TO BE DONE:
Count the lines below that contain the string "chair", treating uppercase and lowercase as different, and reply with the number alone.

THE INPUT:
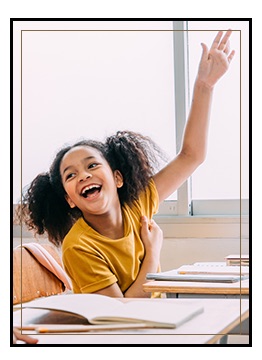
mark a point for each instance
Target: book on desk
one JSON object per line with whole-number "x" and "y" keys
{"x": 102, "y": 310}
{"x": 237, "y": 260}
{"x": 203, "y": 272}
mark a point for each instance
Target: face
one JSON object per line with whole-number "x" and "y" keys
{"x": 89, "y": 181}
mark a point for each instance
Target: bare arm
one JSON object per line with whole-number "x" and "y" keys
{"x": 213, "y": 64}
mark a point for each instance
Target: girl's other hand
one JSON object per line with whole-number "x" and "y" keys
{"x": 151, "y": 235}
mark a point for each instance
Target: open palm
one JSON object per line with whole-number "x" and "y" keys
{"x": 215, "y": 62}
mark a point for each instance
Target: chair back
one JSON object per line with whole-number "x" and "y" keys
{"x": 37, "y": 272}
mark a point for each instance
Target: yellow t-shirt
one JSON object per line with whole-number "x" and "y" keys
{"x": 94, "y": 261}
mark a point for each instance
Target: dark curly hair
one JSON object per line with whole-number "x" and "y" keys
{"x": 44, "y": 208}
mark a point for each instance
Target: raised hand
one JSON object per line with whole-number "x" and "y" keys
{"x": 215, "y": 62}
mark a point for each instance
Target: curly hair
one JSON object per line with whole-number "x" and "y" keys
{"x": 44, "y": 208}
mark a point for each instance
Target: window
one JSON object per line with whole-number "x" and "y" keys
{"x": 76, "y": 79}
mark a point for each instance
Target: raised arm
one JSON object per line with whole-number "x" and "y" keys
{"x": 213, "y": 65}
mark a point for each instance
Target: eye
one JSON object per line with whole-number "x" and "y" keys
{"x": 93, "y": 165}
{"x": 70, "y": 176}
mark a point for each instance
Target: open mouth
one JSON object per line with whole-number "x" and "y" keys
{"x": 90, "y": 190}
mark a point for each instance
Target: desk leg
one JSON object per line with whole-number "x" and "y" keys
{"x": 223, "y": 340}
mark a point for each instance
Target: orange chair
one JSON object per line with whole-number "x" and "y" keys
{"x": 37, "y": 272}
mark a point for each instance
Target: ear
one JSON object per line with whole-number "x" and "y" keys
{"x": 70, "y": 202}
{"x": 118, "y": 179}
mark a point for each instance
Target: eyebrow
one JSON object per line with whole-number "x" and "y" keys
{"x": 86, "y": 158}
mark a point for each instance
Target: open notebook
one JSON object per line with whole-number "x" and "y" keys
{"x": 100, "y": 309}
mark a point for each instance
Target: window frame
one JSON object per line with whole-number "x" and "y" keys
{"x": 185, "y": 206}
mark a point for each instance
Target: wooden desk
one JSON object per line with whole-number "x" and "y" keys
{"x": 220, "y": 316}
{"x": 186, "y": 289}
{"x": 181, "y": 289}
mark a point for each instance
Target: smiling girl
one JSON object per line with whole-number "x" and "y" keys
{"x": 98, "y": 199}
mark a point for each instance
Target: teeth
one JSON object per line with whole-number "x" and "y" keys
{"x": 87, "y": 188}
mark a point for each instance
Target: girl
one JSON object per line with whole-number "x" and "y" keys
{"x": 98, "y": 199}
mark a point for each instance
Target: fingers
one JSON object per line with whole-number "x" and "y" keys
{"x": 146, "y": 224}
{"x": 230, "y": 57}
{"x": 222, "y": 45}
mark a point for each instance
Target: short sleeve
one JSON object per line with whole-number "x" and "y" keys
{"x": 89, "y": 272}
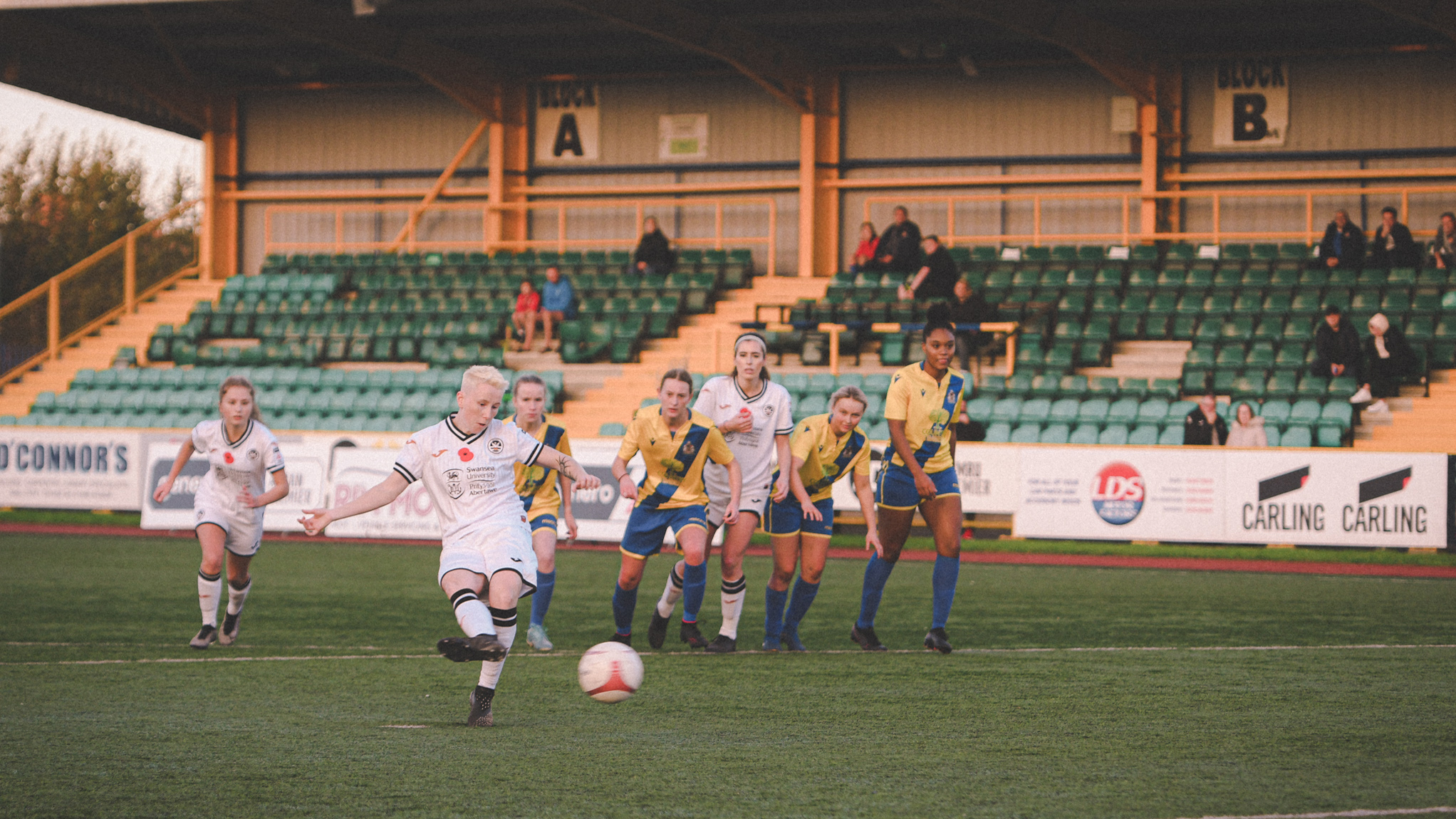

OUTPUT BELOW:
2